SELECTED TEXT:

──────────

Fused Glass – Pattern bars

Another fused glass technique I first learned from Tanya is pattern bars. Actually she taught several types of pattern bars. The original fused glass piece we made in class has several techniques including: pattern bars, flash glass, and powder printing.  This blog I’m only going to focus on fused glass pattern bars. Here are some of the pattern bars I made and I’ll go through each one. Basically you make a pattern bar then you cut it up and incorporate it into other pieces.








In class Tanya taught us the pattern bar on the left (this is the piece that has flash glass, powder, and pattern bar). I made a pattern bar very similar, but instead of using individual slices like I did in the original dish I put two of them together, which is really cool.









The dish on the left is another of the fused glass pattern bars we did in class, it’s called flow bar.   When I got home I made the one on the right. I loved it I especially liked how I cut the edges to show off the flows.







The new fused glass flow bar I made is amazing, the only problem is I don’t know which side I like better. When I made it I didn’t put enough of the stacks of glass in so I had to add some to the top. On the left you can see the extra stacks and some extra glass. The piece on the right is the bottom, so you can see the flow better. I just don’t know which side I like best. Instead of making a dish I may get a display and so that both sides can be seen. I just wish ya’ll could see it in person, it’s one of my favorite pieces ever!







After class I liked the pattern bars so much I made some new ones. I think that pattern bars really add to a fused glass piece.







For this blog I thought I’d make some new pattern blogs. The first one is the stripe construction with a pattern bar and the second one has a texture as well as the pattern bar. The third one is actually an obtuse triangle. It’s a fascinating piece I put two of the triangles together then surrounded it by black and clear glass. It’s a great piece. That’s what I life best about pattern bars, they can be incorporated into other things. The 4th one is a pattrnbar on top of a beautiful lilac streaky glass.

──────────

Records of labeled points:

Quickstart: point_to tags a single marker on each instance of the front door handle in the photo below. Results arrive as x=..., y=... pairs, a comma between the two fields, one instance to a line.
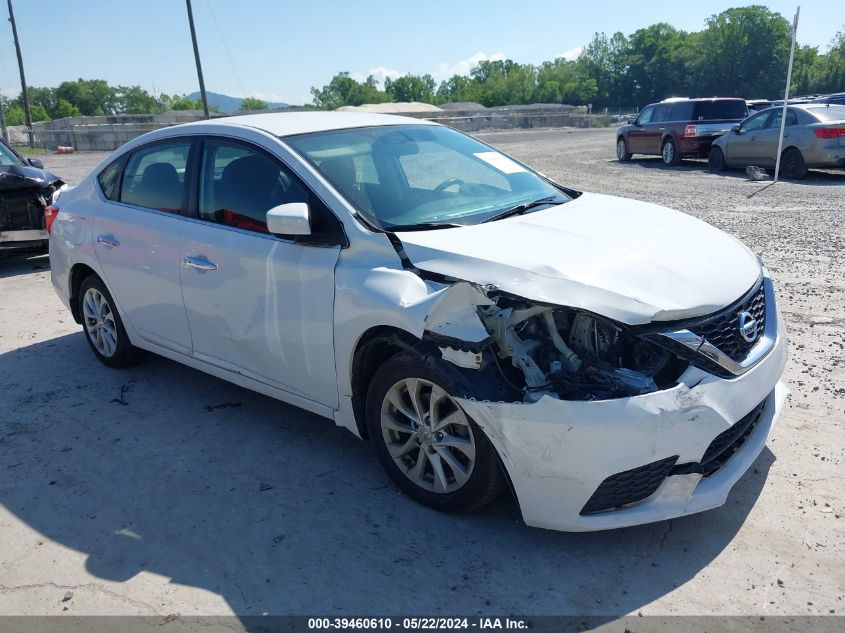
x=199, y=262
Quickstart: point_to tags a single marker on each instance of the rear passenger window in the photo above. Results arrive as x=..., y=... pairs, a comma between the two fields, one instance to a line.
x=110, y=176
x=661, y=113
x=155, y=176
x=775, y=120
x=645, y=115
x=683, y=111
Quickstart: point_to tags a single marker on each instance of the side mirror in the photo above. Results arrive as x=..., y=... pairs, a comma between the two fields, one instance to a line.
x=289, y=219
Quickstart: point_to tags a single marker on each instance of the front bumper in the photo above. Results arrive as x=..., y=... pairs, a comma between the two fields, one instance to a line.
x=557, y=452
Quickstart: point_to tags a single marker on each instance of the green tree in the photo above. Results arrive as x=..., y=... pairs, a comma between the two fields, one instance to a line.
x=134, y=100
x=65, y=109
x=92, y=96
x=343, y=90
x=252, y=104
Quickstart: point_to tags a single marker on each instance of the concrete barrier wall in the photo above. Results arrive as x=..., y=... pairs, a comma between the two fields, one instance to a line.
x=107, y=133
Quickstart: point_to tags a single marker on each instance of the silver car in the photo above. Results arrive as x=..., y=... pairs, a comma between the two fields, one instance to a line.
x=814, y=136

──────────

WORK TO DO: Reproduce word for word the passage of the fused glass post that opens with the words "Another fused glass" and closes with "into other pieces.".

ANSWER TO THE PROBLEM:
Another fused glass technique I first learned from Tanya is pattern bars. Actually she taught several types of pattern bars. The original fused glass piece we made in class has several techniques including: pattern bars, flash glass, and powder printing.  This blog I’m only going to focus on fused glass pattern bars. Here are some of the pattern bars I made and I’ll go through each one. Basically you make a pattern bar then you cut it up and incorporate it into other pieces.